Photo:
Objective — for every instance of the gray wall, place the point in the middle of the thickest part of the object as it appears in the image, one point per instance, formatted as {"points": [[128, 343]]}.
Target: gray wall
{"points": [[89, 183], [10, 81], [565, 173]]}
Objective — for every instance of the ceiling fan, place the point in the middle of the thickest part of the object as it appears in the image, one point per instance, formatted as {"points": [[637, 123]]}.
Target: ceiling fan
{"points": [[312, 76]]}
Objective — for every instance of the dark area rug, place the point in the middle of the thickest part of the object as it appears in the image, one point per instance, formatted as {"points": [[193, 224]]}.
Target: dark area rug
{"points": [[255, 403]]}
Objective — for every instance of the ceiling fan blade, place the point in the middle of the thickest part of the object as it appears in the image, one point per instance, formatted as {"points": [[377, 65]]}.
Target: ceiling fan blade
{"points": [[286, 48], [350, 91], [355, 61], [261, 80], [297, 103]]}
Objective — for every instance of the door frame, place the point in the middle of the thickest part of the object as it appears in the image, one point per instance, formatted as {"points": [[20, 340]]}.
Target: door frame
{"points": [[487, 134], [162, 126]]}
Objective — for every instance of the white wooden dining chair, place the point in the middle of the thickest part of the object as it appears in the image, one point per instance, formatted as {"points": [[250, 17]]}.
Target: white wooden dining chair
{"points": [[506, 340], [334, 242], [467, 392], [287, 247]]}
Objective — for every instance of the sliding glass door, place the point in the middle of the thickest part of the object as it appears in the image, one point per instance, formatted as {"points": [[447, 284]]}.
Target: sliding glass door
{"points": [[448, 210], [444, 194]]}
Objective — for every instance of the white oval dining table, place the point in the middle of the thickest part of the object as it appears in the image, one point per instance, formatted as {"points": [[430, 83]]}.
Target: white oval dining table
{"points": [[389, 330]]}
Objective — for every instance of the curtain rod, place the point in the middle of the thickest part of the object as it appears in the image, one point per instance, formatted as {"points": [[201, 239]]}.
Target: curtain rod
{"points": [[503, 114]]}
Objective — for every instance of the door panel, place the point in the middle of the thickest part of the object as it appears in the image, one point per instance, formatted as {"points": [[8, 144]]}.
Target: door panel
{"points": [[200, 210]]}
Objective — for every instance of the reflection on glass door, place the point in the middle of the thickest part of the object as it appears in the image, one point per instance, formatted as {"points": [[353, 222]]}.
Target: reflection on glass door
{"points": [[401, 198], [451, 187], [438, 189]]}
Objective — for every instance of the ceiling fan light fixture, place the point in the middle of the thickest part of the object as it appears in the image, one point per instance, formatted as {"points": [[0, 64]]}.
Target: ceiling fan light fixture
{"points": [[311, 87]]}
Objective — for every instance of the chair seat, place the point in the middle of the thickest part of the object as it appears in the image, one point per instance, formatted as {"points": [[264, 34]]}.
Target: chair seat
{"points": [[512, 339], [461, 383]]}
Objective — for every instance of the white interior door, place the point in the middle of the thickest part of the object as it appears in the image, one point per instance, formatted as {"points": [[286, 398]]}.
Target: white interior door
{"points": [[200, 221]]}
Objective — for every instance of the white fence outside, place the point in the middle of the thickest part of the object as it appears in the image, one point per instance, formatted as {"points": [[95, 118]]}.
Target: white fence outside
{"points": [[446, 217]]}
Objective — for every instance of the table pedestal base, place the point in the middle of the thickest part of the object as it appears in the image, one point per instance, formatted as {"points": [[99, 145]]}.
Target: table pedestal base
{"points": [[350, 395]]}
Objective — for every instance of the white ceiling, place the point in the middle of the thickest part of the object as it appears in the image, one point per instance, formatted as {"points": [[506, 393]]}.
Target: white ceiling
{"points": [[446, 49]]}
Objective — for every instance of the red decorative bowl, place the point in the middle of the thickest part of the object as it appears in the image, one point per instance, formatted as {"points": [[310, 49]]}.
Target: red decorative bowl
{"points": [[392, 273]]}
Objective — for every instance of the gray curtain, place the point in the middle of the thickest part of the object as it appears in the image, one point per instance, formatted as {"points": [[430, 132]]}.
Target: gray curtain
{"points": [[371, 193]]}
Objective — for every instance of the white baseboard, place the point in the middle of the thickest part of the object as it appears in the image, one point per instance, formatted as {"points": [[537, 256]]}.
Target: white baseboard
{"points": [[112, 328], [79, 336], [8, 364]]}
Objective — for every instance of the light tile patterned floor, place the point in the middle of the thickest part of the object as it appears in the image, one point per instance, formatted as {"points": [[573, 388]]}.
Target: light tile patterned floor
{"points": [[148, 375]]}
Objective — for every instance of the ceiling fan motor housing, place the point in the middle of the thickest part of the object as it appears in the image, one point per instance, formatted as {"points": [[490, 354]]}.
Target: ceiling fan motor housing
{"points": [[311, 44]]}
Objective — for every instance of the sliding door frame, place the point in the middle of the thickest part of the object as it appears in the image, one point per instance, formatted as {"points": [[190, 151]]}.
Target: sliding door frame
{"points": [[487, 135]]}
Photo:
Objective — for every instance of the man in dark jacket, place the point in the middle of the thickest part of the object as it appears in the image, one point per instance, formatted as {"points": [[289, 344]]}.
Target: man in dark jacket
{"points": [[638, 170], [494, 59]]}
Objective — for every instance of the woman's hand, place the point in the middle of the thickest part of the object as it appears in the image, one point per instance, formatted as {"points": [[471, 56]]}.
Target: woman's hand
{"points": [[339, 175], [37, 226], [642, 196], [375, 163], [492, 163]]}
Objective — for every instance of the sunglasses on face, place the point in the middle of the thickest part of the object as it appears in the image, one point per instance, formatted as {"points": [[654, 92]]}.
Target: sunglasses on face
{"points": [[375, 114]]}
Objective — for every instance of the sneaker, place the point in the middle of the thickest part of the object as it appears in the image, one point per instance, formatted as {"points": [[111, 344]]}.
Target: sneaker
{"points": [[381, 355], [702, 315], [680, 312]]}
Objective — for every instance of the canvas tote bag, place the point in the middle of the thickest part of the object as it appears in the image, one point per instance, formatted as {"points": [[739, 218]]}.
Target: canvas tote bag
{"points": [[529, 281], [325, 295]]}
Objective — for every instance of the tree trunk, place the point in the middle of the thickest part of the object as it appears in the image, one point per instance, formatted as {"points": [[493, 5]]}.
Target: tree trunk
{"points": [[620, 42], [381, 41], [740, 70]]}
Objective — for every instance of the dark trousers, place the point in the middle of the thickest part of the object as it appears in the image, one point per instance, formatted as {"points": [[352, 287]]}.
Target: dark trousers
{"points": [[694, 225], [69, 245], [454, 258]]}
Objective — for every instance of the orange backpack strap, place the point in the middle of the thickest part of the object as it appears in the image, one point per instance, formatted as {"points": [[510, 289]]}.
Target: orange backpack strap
=======
**Requirement:** Restate all of the entries above precisely.

**Exercise response:**
Photo:
Objective — for every instance of the gray wall, place the point in the middle of the thickest part of the object as it appears in the image, one point per instance, formatted as {"points": [[128, 343]]}.
Target: gray wall
{"points": [[89, 183], [10, 81], [565, 173]]}
Objective — for every instance of the ceiling fan, place the point in the middle of the thickest part of the object as it appears in the image, one point per instance, formatted as {"points": [[637, 123]]}.
Target: ceiling fan
{"points": [[312, 76]]}
Objective — for every instance of the dark area rug, place the point in the middle of the thickest part of the object as it appears in the image, one point per instance, formatted as {"points": [[193, 224]]}.
Target: dark area rug
{"points": [[255, 403]]}
Objective — for every instance of the ceiling fan blade, place the point in the middle of the thickest part of the object as it appears in the image, one point per instance, formatted as {"points": [[377, 65]]}.
Target: ceiling fan blade
{"points": [[286, 48], [350, 91], [355, 61], [261, 80], [297, 103]]}
Objective — for every instance of the door frame, place the point in the middle of the thickest part of the object as it appears in the image, one point per instance, formatted as {"points": [[20, 340]]}.
Target: door frame
{"points": [[487, 134], [162, 126]]}
Objective — for every instance of the white wooden dining chair, place the point in the middle of the thickest part of the object as it appears in the image, one point per instance, formatted as {"points": [[250, 17]]}.
Target: white wooden dining chair
{"points": [[506, 340], [334, 242], [467, 392], [287, 247]]}
Objective — for every instance of the sliding glass door, place the point in the middle of the thickest part of the object as it appears in the image, one point per instance, formatted as {"points": [[447, 284]]}.
Target: sliding glass door
{"points": [[448, 210], [444, 194]]}
Objective — for every instance of the white oval dining table, place the point in the middle of the thickest part of the object as it appears in the image, one point per instance, formatted as {"points": [[430, 83]]}.
Target: white oval dining table
{"points": [[389, 330]]}
Objective — for every instance of the curtain rod, place the point in the middle of the thickest part of the object as it appears in the image, one point per instance, formatted as {"points": [[201, 239]]}.
Target: curtain rod
{"points": [[503, 114]]}
Objective — for every instance of the door panel, place the point in the middle of the thickest part of the object as it appears in the image, one point per instance, formatted as {"points": [[8, 144]]}.
Target: door panel
{"points": [[200, 210]]}
Objective — for every instance of the reflection on glass door, place the point in the middle of the thickest part of the object as it appears in the image, one point per instance, formatted as {"points": [[353, 222]]}.
Target: reflection on glass door
{"points": [[401, 198], [451, 187], [438, 189]]}
Objective — for every instance of the ceiling fan light fixture, place the point in the middle of the thickest part of the object as it appears in the image, one point per instance, formatted as {"points": [[0, 64]]}.
Target: ceiling fan light fixture
{"points": [[311, 87]]}
Objective — for every instance of the chair seat, place the point in the middle of the thickest part of the object as it appears in the image, one point per instance, formatted as {"points": [[264, 34]]}.
Target: chair seat
{"points": [[512, 339], [461, 383]]}
Objective — for every instance of the white interior door, place the point in the middle of the thickest part of the object as it appears in the image, one point per instance, formatted as {"points": [[286, 398]]}.
Target: white interior door
{"points": [[200, 221]]}
Objective — for every instance of the white fence outside, place the point in the middle of the thickest part of the object as it appears in the image, one point per instance, formatted as {"points": [[95, 118]]}.
Target: white fence outside
{"points": [[446, 217]]}
Objective — for every instance of the table pedestal base, place the point in the middle of the thickest part of the object as it appears in the image, one point per instance, formatted as {"points": [[99, 145]]}.
Target: table pedestal base
{"points": [[350, 395]]}
Objective — for every instance of the white ceiling, place the point in the middle of the thickest part of the object as it appears in the image, one point per instance, formatted as {"points": [[506, 393]]}.
Target: white ceiling
{"points": [[446, 49]]}
Objective — for every instance of the red decorative bowl, place the point in the middle of the thickest part of the object as it appears in the image, one point per instance, formatted as {"points": [[310, 49]]}.
Target: red decorative bowl
{"points": [[392, 273]]}
Objective — for every instance of the gray curtain, place the point in the middle of the thickest part of the object as it appears in the image, one point per instance, formatted as {"points": [[430, 132]]}.
Target: gray curtain
{"points": [[371, 193]]}
Objective — for every instance of the white baseboard, place the point in the middle of the thickest part of the object as it appears in the image, one point per instance, formatted as {"points": [[537, 256]]}.
Target: white baseboard
{"points": [[112, 328], [79, 336], [8, 364]]}
Objective — for every instance of the light tile patterned floor, place the point in the middle of the thickest part of the object as it appears in the image, one point per instance, formatted as {"points": [[573, 388]]}.
Target: light tile patterned floor
{"points": [[148, 375]]}
Objective — for every instance of the ceiling fan motor housing, place the point in the middle of the thickest part of the object as it appears in the image, one point per instance, formatted as {"points": [[490, 354]]}.
Target: ceiling fan motor housing
{"points": [[311, 44]]}
Objective — for every instance of the sliding door frame, place the point in the middle of the thickest part of the object as it appears in the image, one point per instance, formatted as {"points": [[190, 151]]}.
Target: sliding door frame
{"points": [[487, 135]]}
Photo:
Objective — for every instance of the man in dark jacket, place the point in the middle of the thickest part of the object as it appears in the image, one point per instance, formatted as {"points": [[289, 344]]}.
Target: man in dark jacket
{"points": [[638, 170], [494, 59]]}
Objective — for every instance of the woman's hand, place the point in the middle of the thickest part of the object as it appears in the image, one point per instance, formatted as {"points": [[471, 56]]}.
Target: woman's hand
{"points": [[339, 175], [37, 226], [642, 196], [375, 163], [492, 163]]}
Objective — for every instance of the sunglasses on face, place the point in the middle of the thickest part of the object as it appears in the image, one point per instance, formatted as {"points": [[654, 92]]}.
Target: sunglasses on face
{"points": [[375, 114]]}
Objective — for every instance of the sneaker, place the point in the middle of the thickest part of the object as it appears in the image, one point per instance, formatted as {"points": [[111, 344]]}.
Target: sneaker
{"points": [[381, 355], [702, 315], [680, 312]]}
Objective — for every instance of the canvas tote bag, place the point in the middle of the thickest part of the object as it appears in the image, one point per instance, formatted as {"points": [[739, 218]]}.
Target: canvas tote bag
{"points": [[529, 281], [325, 295]]}
Objective — for every instance of the tree trunk, place the point in the middle of the thickest part of the object as it appears in the image, one point per instance, formatted as {"points": [[493, 5]]}.
Target: tree trunk
{"points": [[620, 42], [381, 41], [740, 70]]}
Objective — for every instance of the dark trousers, place the point in the middle of the thickest part of the object as it appears in the image, one point per instance, formatted as {"points": [[352, 287]]}.
Target: dark trousers
{"points": [[694, 225], [69, 245], [454, 258]]}
Objective — for every instance of the orange backpack strap, place the point in the middle of the thickest part of the object as it appears in the image, one point per instance, formatted as {"points": [[510, 289]]}.
Target: orange backpack strap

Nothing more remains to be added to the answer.